Work to do
Your task is to transcribe the data in full.

Task data

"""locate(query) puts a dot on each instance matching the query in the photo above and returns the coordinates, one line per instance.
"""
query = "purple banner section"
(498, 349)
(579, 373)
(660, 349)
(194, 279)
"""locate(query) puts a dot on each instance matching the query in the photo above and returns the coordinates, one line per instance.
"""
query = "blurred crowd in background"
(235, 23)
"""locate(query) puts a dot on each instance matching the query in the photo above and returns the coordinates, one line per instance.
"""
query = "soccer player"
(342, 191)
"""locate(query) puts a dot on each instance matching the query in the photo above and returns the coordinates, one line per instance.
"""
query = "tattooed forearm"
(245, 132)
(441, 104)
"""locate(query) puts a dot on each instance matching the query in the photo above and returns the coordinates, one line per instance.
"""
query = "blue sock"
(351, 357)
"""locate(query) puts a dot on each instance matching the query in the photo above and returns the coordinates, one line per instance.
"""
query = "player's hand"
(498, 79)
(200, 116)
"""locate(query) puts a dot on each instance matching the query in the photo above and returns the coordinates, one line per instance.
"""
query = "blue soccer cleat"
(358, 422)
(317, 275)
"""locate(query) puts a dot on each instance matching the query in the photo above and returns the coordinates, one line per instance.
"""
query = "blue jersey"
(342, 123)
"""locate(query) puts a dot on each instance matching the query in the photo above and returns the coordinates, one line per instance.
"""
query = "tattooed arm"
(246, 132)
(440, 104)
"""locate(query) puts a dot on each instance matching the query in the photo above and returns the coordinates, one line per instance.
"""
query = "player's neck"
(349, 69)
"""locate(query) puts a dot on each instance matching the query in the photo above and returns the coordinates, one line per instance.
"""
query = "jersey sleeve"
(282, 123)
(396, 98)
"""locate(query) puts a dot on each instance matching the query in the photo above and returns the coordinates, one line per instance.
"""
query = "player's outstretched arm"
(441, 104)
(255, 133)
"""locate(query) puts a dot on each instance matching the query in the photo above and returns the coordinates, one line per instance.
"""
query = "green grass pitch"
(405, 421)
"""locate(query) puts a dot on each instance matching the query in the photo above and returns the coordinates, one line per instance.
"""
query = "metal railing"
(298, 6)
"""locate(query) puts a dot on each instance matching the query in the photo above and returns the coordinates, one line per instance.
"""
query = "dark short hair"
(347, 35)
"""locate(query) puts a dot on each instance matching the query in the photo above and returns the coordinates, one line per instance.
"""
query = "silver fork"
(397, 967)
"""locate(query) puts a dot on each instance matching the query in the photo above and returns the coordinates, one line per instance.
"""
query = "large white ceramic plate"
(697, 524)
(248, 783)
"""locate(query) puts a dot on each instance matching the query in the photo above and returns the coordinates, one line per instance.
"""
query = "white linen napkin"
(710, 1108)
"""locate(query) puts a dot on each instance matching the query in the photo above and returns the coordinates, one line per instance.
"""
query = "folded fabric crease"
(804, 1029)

Written answer
"""locate(query) puts a dot on each instance matching the query in the photo above and returns the coordinates, one line per instance.
"""
query = "purple banner section"
(498, 349)
(579, 373)
(660, 349)
(194, 279)
"""locate(query) puts a dot on each instance matching the query in the photo above and returns the coordinates, one line per instance.
"""
query = "blurred crowd in background"
(235, 23)
"""locate(query) puts a dot on each instance matching the query in the photo above and returns the coordinates, one line per instance.
"""
query = "soccer player"
(342, 191)
"""locate(query) puts a dot on each instance matching the query in the photo above and returns the coordinates, one line per instance.
"""
query = "tattooed forearm"
(245, 132)
(441, 104)
"""locate(query) puts a dot on each instance matching the query in the photo above and returns the coordinates, one line per instance.
"""
query = "blue sock"
(351, 357)
"""locate(query) puts a dot on each instance matching the query in the photo above and returns the coordinates, one line per instance.
"""
query = "player's hand"
(498, 79)
(200, 116)
"""locate(query) puts a dot on each instance matching the query in the photo above and returns the coordinates, one line per instance.
"""
query = "blue soccer cleat"
(358, 422)
(317, 275)
"""locate(query) puts a dot on each instance matching the query in the photo above and returns the coordinates, one line per instance.
"""
query = "blue jersey"
(342, 123)
"""locate(query) puts a dot on each instance matching the query in the photo above and returns the coordinates, one line per instance.
"""
query = "tattooed arm"
(246, 132)
(440, 104)
"""locate(query) puts a dot on each instance matching the query in the photo above and returns the coordinates, one line per instance.
"""
query = "player's neck"
(349, 69)
"""locate(query) puts a dot on each instance matching the query in the photo above and returns the coordinates, one line per instance.
"""
query = "jersey sleeve"
(282, 123)
(396, 98)
"""locate(query) puts a dot on each instance matching the query in the photo above and returns the coordinates, one line per instance.
"""
query = "player's outstretched arm"
(441, 104)
(255, 133)
"""locate(query) puts a dot on each instance matching the query in the photo above and returns the coordinates, one line per instance.
"""
query = "green grass pitch"
(405, 421)
"""locate(query) puts a dot on each instance matching the query in the photo above and returns the coordinates, one line per instance.
"""
query = "metal railing"
(298, 6)
"""locate(query) puts a dot on each instance matching the query in the photo above and returns the coordinates, one line per instance.
"""
query = "dark short hair"
(347, 35)
"""locate(query) puts a dot on each instance matching the query in the photo above and returns the coordinates, one line per instance.
"""
query = "silver fork"
(397, 967)
"""locate(query) puts a dot on each instance matching the query in the photo above and returns the coordinates, one line per instance.
"""
query = "large white ceramic plate"
(697, 524)
(248, 783)
"""locate(query) puts a dot on each instance matching the query in the photo above and returns the coordinates, one line per instance.
"""
query = "white linen napkin"
(710, 1108)
"""locate(query) puts a dot on each instance matching the query in the photo above and returns the coordinates, one line per instance.
"""
query = "folded fabric crease"
(804, 1029)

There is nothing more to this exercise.